> **PROBLEM TO SOLVE**:
Report each line of the material below that contains the string "purple", copying those lines in full. Case counts.

> **EXERCISE INPUT**:
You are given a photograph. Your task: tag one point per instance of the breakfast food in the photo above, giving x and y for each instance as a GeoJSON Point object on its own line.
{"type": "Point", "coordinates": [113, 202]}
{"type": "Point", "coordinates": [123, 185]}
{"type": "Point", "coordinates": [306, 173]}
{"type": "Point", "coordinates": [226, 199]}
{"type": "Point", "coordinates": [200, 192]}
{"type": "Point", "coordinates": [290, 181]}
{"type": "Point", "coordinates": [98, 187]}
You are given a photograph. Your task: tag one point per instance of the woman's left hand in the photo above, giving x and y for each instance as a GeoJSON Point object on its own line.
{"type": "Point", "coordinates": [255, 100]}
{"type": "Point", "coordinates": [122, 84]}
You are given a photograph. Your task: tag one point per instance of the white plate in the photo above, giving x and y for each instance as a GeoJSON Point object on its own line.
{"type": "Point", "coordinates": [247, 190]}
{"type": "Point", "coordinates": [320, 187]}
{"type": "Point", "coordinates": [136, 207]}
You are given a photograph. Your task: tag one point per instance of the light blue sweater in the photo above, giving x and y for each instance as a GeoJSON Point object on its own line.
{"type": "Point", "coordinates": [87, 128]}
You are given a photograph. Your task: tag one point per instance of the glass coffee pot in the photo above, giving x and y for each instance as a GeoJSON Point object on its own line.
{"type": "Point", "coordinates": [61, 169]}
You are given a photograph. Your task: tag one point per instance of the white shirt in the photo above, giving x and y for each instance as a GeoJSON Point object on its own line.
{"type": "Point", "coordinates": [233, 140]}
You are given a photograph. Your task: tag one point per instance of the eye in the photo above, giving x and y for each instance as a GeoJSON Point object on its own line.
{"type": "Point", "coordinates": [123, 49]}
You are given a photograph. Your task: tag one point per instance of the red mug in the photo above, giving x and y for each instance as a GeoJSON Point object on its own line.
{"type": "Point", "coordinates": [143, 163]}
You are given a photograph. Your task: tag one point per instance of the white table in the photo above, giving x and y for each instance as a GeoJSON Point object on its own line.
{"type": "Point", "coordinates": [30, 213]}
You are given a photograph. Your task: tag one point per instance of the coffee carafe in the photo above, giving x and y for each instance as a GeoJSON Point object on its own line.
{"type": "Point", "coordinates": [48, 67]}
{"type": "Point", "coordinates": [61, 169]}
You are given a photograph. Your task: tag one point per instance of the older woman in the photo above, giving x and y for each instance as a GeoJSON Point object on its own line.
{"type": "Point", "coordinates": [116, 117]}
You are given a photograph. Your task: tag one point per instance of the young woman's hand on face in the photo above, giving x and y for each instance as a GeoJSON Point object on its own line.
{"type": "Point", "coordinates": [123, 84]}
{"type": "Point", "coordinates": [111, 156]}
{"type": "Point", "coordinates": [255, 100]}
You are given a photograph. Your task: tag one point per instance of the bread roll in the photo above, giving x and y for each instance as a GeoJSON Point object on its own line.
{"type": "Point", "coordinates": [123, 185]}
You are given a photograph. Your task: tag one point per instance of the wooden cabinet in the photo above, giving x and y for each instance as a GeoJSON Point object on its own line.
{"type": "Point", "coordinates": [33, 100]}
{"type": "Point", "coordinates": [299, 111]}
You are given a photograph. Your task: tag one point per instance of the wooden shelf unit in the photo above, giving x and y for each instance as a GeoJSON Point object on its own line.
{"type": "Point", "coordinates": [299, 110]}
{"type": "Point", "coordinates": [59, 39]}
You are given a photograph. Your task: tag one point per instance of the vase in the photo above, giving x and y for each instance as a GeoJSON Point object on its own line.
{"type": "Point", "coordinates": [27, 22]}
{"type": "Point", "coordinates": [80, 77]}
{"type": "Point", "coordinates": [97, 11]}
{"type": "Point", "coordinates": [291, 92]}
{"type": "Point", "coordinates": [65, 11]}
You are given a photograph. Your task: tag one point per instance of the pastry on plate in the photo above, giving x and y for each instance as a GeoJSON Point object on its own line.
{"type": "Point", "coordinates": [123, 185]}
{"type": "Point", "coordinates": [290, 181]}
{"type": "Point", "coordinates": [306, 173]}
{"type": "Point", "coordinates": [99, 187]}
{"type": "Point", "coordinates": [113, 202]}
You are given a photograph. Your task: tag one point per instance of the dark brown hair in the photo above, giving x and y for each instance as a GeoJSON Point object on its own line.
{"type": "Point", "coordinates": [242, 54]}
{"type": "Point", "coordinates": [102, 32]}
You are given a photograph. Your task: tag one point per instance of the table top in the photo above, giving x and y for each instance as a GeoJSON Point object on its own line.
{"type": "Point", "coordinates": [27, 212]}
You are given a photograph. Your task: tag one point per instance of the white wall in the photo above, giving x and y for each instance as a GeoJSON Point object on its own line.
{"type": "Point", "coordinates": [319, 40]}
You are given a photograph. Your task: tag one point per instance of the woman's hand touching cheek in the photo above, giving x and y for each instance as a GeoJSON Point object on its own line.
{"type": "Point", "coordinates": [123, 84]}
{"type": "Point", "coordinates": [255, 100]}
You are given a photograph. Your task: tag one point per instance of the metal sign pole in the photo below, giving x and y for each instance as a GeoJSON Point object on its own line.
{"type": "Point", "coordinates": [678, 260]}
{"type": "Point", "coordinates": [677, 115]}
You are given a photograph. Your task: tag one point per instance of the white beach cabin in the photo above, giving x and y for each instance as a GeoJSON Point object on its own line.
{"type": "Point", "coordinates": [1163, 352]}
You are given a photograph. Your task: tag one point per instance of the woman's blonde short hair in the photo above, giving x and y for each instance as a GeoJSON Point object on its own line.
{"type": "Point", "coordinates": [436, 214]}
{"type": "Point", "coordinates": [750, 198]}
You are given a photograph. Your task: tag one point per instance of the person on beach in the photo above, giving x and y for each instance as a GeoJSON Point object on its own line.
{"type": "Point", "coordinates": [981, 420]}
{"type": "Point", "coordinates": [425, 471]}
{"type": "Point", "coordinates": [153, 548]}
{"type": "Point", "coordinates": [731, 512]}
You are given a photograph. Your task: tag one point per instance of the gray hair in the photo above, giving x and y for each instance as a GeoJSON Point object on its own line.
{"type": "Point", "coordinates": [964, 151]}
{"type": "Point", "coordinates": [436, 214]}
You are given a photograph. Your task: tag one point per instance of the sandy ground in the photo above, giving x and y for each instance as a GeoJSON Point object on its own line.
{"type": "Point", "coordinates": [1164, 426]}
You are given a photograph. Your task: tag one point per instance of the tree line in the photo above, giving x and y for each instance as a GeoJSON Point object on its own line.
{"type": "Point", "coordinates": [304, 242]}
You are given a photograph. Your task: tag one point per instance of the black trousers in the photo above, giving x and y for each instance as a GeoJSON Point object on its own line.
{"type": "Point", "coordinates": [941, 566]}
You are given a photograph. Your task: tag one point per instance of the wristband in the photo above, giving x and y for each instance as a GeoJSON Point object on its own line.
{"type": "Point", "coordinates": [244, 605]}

...

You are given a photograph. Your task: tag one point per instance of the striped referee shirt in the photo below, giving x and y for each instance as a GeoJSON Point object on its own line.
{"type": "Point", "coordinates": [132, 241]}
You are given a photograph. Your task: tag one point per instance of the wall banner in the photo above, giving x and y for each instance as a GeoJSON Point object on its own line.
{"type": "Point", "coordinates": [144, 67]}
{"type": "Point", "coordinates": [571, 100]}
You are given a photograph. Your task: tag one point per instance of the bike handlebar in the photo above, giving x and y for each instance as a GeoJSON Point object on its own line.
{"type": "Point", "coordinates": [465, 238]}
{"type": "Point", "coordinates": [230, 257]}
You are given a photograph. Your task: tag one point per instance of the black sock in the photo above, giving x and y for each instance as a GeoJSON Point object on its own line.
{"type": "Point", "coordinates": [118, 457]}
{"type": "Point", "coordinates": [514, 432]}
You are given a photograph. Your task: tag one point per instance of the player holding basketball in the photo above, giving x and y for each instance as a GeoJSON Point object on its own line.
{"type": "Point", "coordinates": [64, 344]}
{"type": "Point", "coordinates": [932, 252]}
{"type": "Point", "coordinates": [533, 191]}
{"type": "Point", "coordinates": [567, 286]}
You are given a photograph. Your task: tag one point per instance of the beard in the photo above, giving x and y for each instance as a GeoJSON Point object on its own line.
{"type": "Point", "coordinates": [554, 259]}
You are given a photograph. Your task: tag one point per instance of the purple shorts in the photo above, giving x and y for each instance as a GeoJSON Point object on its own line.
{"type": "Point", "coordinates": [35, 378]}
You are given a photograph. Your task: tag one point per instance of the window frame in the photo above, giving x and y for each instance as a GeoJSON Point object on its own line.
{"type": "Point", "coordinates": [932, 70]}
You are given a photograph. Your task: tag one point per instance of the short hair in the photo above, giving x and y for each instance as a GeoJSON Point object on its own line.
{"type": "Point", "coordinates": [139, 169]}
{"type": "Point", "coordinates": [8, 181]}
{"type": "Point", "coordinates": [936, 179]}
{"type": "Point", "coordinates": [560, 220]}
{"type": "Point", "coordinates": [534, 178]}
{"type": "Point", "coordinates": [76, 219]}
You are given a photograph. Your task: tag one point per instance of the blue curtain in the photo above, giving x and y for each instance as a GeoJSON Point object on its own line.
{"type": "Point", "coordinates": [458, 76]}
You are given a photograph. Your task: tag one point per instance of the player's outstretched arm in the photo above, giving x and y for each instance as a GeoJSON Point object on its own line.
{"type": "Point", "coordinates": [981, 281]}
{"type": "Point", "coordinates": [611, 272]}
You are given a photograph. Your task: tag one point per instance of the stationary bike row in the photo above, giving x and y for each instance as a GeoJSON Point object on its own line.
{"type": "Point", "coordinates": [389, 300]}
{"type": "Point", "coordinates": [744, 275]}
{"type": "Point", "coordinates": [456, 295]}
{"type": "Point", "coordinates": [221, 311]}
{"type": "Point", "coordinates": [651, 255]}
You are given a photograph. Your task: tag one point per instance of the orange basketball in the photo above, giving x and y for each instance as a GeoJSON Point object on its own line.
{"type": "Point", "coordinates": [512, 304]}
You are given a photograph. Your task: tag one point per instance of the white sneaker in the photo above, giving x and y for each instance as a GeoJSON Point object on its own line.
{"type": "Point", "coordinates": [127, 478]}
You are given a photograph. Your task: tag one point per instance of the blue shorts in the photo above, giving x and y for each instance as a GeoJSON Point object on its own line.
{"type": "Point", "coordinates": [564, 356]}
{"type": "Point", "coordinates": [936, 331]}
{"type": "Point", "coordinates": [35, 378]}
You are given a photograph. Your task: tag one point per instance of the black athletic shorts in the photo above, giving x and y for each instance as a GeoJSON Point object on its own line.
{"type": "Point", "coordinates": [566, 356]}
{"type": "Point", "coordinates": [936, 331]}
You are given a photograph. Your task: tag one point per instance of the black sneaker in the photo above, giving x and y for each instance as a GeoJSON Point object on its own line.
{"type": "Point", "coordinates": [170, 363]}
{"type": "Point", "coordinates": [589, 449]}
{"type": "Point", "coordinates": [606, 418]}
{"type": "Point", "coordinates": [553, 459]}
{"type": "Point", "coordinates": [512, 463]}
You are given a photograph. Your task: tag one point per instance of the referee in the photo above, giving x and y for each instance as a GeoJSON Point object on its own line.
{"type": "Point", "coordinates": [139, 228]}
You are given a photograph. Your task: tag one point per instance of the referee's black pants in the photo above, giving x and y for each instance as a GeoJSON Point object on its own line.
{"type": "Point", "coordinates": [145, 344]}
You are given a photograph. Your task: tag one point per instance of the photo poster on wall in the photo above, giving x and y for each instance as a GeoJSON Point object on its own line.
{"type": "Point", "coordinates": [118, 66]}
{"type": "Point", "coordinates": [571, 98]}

==

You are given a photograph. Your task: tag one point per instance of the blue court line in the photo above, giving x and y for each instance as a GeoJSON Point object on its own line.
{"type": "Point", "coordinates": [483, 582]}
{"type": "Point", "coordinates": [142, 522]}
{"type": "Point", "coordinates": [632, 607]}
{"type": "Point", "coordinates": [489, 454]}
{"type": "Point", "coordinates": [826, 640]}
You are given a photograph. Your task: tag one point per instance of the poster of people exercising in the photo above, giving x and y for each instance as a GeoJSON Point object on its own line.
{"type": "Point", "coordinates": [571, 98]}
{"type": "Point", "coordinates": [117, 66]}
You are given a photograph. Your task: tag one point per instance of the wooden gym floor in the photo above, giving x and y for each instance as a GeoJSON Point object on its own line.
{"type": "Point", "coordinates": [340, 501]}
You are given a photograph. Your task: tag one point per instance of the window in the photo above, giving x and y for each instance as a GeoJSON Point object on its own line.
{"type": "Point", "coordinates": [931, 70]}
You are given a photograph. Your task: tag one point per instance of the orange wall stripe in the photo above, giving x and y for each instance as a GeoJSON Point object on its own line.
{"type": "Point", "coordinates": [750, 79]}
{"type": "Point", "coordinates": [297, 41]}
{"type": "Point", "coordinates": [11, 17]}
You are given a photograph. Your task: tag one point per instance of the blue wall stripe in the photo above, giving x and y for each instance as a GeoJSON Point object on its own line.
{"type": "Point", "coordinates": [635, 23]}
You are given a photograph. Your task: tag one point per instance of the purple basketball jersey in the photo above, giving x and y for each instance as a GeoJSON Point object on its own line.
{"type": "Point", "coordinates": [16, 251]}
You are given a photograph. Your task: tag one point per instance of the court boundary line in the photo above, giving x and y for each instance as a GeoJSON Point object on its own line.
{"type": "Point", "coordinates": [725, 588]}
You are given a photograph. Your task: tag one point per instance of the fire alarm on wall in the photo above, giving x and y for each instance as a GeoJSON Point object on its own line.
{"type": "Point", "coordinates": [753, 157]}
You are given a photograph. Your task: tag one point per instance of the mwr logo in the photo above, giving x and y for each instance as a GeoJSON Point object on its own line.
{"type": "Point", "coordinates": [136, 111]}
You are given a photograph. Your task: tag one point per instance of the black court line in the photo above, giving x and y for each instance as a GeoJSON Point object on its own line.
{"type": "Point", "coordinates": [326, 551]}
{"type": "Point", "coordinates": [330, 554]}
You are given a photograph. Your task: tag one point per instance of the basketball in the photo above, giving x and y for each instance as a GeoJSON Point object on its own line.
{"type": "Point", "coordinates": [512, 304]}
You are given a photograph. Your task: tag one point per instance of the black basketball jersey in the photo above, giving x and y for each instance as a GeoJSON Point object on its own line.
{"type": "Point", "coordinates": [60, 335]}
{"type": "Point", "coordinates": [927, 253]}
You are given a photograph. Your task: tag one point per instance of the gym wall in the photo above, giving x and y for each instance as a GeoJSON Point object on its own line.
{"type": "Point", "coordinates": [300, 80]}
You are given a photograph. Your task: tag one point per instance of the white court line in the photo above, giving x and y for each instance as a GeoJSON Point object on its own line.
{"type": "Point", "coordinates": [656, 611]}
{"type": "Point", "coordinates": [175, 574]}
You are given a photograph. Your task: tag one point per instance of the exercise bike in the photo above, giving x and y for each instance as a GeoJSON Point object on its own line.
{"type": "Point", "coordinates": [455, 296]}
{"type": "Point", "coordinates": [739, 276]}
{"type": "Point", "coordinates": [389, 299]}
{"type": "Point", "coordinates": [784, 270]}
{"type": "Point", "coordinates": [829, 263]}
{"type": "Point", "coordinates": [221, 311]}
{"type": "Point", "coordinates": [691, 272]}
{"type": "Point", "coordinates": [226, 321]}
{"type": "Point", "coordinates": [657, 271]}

> **SOLUTION TO THIS EXERCISE**:
You are given a photograph. Your task: tag one point per instance of the purple shorts in the photo above, giving x and y for each instance as a GeoJSON Point object on its own line.
You are given a photograph. Your task: tag one point per instance of the purple basketball jersey in the photo above, giving x and y for each instance as a GeoJSON Point object on its own line.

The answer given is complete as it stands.